• Document:
^^^^

Bandcamp: Remembering Machine, by Secret Archives of the Vatican

by Pete Cogle | June 25th 2011

Having just reviewed Secret Archives of the Vatican’s, Barbary Lion album, I was thinking about their last major release and how this was a pivotal moment in the band’s direction.

Remembering Machine came out in February 2009, and was relatively hot on the heels of their June 2008 album Babylon Halt. It was, however, a completely different proposition. Whereas Babylon Halt was produced over a 10 year period, involving many members of the collective and came from the live-set period of the band, Remembering Machine was the rapid outpouring of new studio ideas over about a four month period. It’s entirely instrumental, different, and trend setting.

Beginning with “Cryptonomicon”, the new mood is set. Broken, almost DNB beats are supported by strange tonal wobbles overlaid with string orchestrations and a faintly heard lone voice.

“Stainless Steel Cat” begins with a complex broken beat overlaid with a string echo, which leads into more or the tonal wobbles that we now know are going to morph into kick-ass bass in later EPs and albums.  “Before Beauty” starts with the drum and string riffs that are the signature of the band, but this is later added to by a funky bass and eventually more string orchestrations.

“Beloved” lays down a complicated beat pattern over which a simple guitar (perhaps oud) riff is introduced and allowed to develop.  It’s simple, yet complex, all in one piece. The eponymous “Remembering Machine”, like “Cryptonomicon” before it, has an almost mathematical beat structure, overlaid with strings and a subtle, jazzy organ over the top.

^^^^

• Data shown:
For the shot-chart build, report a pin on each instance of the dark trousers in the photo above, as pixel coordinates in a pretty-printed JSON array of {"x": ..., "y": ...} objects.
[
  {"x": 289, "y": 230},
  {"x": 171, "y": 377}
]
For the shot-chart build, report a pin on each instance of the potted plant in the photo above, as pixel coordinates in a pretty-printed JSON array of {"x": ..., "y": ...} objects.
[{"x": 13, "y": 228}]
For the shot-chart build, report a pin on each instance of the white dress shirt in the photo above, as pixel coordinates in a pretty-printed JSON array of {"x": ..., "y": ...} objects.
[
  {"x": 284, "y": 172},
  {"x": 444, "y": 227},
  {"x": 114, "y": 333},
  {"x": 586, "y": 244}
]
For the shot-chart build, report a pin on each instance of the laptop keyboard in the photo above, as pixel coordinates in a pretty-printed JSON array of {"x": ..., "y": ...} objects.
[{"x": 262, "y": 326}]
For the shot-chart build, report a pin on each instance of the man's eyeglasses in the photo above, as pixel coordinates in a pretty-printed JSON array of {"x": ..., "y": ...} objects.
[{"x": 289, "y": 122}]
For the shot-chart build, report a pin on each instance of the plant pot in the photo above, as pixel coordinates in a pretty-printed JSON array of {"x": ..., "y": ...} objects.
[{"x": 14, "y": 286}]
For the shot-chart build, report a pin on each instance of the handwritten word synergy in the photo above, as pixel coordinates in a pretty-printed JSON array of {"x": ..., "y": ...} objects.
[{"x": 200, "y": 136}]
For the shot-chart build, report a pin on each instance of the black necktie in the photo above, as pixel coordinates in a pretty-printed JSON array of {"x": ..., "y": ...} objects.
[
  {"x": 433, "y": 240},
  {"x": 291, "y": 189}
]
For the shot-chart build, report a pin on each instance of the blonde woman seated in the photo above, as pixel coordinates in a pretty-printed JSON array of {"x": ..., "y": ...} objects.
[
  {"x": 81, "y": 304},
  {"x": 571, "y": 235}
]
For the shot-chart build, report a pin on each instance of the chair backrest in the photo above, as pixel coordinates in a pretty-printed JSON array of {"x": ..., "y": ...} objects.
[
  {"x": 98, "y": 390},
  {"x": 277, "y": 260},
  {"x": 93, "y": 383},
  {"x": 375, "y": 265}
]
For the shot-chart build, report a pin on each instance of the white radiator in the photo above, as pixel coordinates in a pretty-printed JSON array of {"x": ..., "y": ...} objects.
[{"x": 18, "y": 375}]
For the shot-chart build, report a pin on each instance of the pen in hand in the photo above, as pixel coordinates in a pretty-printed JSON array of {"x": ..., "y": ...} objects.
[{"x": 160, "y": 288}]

^^^^

• Task 1:
Name every track from the album that the Remembering Machine review discusses, in the order it mentions them.
• Task 2:
Write the next part of the Remembering Machine review, picking up after its final sentence.

• Expected answer 1:
"Cryptonomicon", "Stainless Steel Cat", "Before Beauty", "Beloved", "Remembering Machine"

• Expected answer 2:
“Gangs Of New Earth” has a simpler, almost bhangra beat, with oud and vocal samples on top, leading on to “Overground Resistance”. Again this uses the complex, mathematical beats, over which tabla and DNB breaks are allowed to swirl around over a bass, and sitar mix.

“Pity The Fool” has just about the simplest drum pattern on the album, giving the bass, tabla and some scratch DJ work room to move. “Dread” is the final track and is led by the bass and tabla. This time drums are less complex and it’s the keyboards that invoke the melody.

I did have problems understanding this album when it first came out. Not because the album was lacking, but because I really wasn’t ready for the change. It took me a while, but I finally got the message. Since then the band have produced numerous singles and three further EPs that have refined their musical direction and enabled the excellent Barbary Lion to be born. I’ve adapted to the change and it’s been good. I encourage you to do the same. You’ll not be disappointed.